▶ [Exercise requirements]: Count how many lines in the data below contain the string "gravel", with case significant, and reply with that number only.

— Begin —

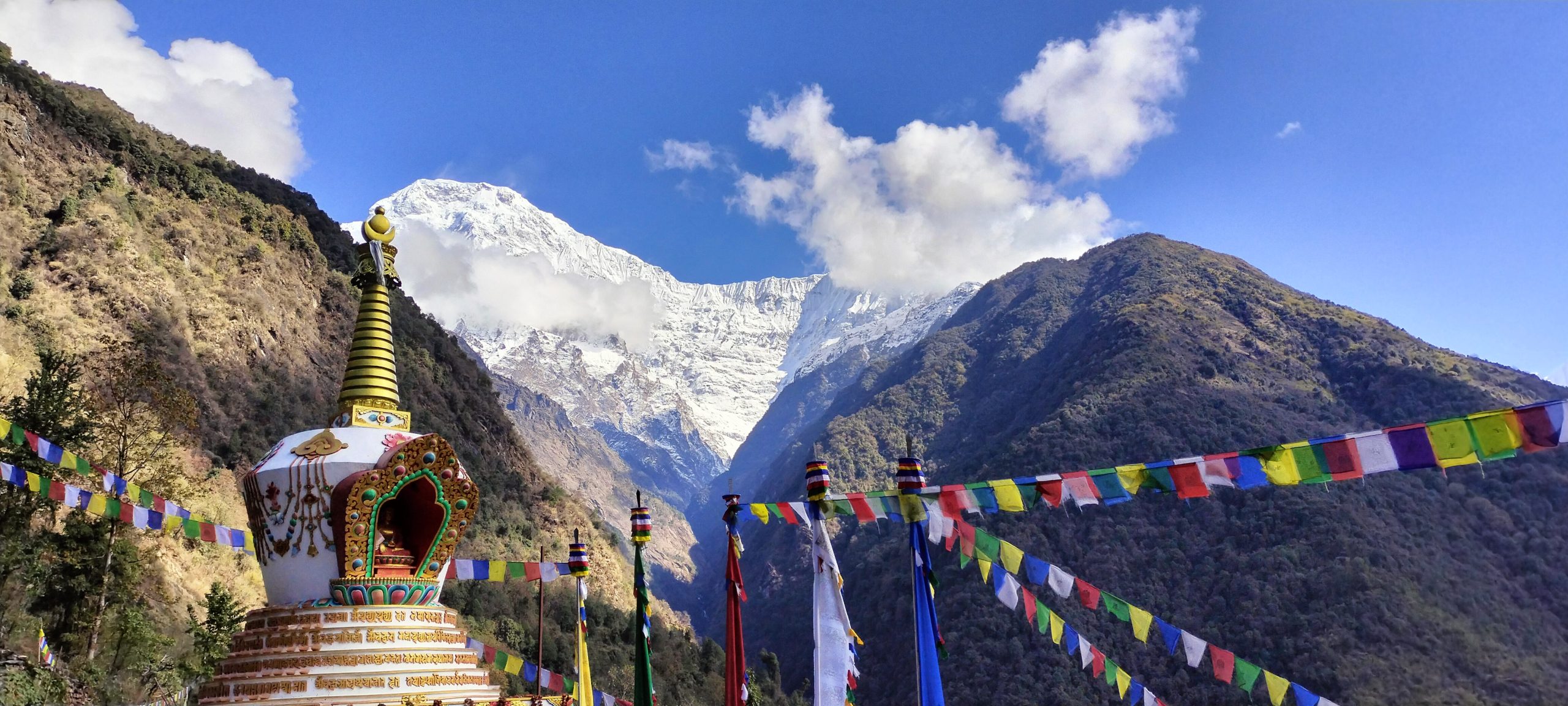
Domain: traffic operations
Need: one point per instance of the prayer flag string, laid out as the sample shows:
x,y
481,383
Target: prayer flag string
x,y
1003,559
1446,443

— End —
— Begin —

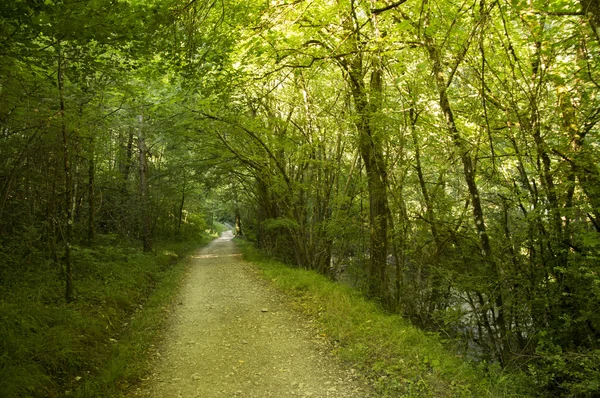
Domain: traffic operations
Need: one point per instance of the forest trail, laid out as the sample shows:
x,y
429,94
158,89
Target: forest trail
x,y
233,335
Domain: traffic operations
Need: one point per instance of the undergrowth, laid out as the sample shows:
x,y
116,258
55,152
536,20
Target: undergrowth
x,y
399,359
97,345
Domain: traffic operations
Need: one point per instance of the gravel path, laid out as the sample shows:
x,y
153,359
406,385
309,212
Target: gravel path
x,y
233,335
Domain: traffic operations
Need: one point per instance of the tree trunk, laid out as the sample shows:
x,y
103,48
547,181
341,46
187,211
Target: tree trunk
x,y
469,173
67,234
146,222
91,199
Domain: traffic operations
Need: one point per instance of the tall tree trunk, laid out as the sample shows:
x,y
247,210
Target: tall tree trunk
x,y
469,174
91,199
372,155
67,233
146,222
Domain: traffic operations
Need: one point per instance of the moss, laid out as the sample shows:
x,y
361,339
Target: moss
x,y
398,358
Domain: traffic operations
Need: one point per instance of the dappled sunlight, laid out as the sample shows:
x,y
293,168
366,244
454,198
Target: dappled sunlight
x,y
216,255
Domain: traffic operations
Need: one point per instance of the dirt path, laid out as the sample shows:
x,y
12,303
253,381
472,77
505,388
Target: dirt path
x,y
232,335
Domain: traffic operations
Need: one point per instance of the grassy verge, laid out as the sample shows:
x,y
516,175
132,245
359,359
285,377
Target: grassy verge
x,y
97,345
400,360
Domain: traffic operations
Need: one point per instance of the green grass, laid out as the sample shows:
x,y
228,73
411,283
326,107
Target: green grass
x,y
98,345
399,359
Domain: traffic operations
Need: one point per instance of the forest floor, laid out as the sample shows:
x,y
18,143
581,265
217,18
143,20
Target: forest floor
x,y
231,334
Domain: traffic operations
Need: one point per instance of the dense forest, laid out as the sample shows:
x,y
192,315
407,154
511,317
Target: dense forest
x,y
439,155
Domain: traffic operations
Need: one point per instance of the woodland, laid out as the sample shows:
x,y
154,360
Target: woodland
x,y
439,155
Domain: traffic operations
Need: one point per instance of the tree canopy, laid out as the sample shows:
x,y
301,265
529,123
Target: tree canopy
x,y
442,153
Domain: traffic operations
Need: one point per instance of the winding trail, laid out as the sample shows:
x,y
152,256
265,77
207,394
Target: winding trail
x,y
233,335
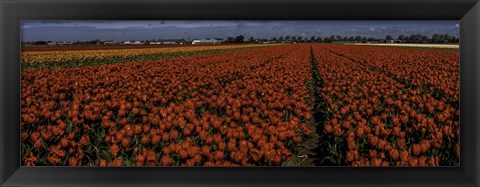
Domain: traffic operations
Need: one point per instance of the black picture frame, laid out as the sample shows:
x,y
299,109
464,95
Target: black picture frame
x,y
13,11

— End —

▶ [Reply]: 2